### Short task
Would you return all of this data exactly, leaving nothing out?
*****
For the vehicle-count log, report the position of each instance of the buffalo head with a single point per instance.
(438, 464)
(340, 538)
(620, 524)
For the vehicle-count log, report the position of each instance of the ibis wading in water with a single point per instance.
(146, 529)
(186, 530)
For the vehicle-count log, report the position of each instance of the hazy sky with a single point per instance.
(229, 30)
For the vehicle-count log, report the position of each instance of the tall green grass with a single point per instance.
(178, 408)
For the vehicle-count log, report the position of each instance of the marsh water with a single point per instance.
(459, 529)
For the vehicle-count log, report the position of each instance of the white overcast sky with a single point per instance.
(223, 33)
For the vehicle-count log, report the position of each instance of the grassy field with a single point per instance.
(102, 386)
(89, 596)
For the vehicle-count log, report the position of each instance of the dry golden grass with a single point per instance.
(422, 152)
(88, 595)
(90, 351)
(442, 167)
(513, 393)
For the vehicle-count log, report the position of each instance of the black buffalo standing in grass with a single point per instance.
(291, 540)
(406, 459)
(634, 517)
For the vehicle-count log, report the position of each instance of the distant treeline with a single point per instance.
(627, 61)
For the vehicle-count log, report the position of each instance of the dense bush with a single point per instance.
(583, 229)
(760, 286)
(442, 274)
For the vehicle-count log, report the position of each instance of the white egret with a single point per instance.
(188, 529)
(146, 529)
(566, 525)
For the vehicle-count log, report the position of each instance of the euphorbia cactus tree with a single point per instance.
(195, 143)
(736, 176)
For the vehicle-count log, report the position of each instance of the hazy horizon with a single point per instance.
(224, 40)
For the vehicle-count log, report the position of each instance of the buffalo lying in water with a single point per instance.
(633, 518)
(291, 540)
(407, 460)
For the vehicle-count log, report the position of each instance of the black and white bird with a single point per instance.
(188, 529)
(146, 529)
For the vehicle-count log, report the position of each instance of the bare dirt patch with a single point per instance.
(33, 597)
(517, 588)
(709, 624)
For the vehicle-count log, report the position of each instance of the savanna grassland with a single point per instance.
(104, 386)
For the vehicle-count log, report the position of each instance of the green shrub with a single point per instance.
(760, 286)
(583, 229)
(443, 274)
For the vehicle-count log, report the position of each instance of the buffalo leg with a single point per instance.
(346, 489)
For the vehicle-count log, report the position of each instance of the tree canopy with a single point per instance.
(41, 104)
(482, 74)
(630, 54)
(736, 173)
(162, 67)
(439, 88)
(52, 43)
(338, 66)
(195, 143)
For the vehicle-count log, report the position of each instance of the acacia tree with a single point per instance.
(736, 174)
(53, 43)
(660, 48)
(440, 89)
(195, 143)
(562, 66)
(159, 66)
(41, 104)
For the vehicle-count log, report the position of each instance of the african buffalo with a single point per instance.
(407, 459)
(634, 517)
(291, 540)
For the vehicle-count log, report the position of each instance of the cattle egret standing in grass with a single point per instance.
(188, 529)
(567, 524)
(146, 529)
*****
### Solution for this exercise
For the vehicle-count log, report the position of each instance of the buffalo head with a single point per instance.
(438, 464)
(340, 538)
(620, 524)
For the vehicle-count log, report the position of each instance of the ibis wading in water with a single point per instance.
(146, 529)
(186, 530)
For the vehicle-count log, report the position of each instance of the hazy sky with a single point per instance.
(229, 30)
For the vehicle-count log, report the position of each instance of the tall green grass with a single point per instance.
(178, 408)
For the vehicle-count log, report the position of each instance of the marsh water with a single point per instance.
(459, 529)
For the vehicle-count log, report the position of each instance of the white overcast sky with a single point per instance.
(223, 33)
For the vehicle-count log, report the position of each instance of the grassy field with a single point per instance.
(102, 386)
(89, 596)
For the vehicle-count log, report the position of each instance of the dry golden grass with a single point per instance.
(422, 152)
(88, 595)
(90, 351)
(442, 167)
(513, 393)
For the vehicle-count log, report the position of each instance of the black buffalo standing in grass with a single point per instance.
(291, 540)
(406, 459)
(634, 517)
For the vehicle-count log, report the position of each instance of the distant treeline with a single point per instance.
(627, 61)
For the vehicle-count log, report the position of each instance of the dense bush with a single point per instance.
(583, 229)
(760, 286)
(442, 274)
For the vehicle-count log, report the position of each instance of the white egret with a single point per instance.
(188, 529)
(146, 529)
(566, 525)
For the vehicle-count log, report the position of each instance of the euphorbia cactus tree with a single point per instance.
(195, 143)
(736, 176)
For the vehicle-count log, report the position of each instance of the hazy horizon with a single point per instance.
(224, 40)
For the vehicle-count log, report the position of each instance of the buffalo lying in water with a single point per instance.
(633, 518)
(291, 540)
(407, 460)
For the vehicle-count log, report the position of each instance of the black and white bird with a single point per instance.
(188, 529)
(146, 529)
For the vehicle-count log, report the position of each instance of the bare dirt patch with a single point per instance.
(33, 597)
(517, 588)
(709, 624)
For the vehicle-count log, report the position of each instance of the savanna grassland with a single point per instance.
(104, 386)
For the vehicle-count log, report the position of each instance of the green shrub with a single point per instance.
(760, 286)
(583, 229)
(443, 274)
For the vehicle-count log, report the position of each instance of the buffalo leg with a single point per instance.
(346, 489)
For the vehicle-count log, report the position of each instance of the tree canopy with a single point per instance.
(41, 104)
(482, 74)
(630, 54)
(736, 173)
(162, 67)
(439, 88)
(52, 43)
(338, 66)
(195, 143)
For the vehicle-count log, report the position of each instance of the acacia tree with a single point per instance.
(736, 174)
(53, 43)
(660, 48)
(440, 89)
(195, 143)
(562, 66)
(159, 66)
(41, 104)
For the vehicle-count log, report the position of each instance of the african buffalo with a single point per instance.
(407, 459)
(634, 517)
(291, 540)
For the vehicle-count log, report the position of each instance of the cattle egret standing in grass with a single point per instance.
(188, 529)
(567, 524)
(146, 529)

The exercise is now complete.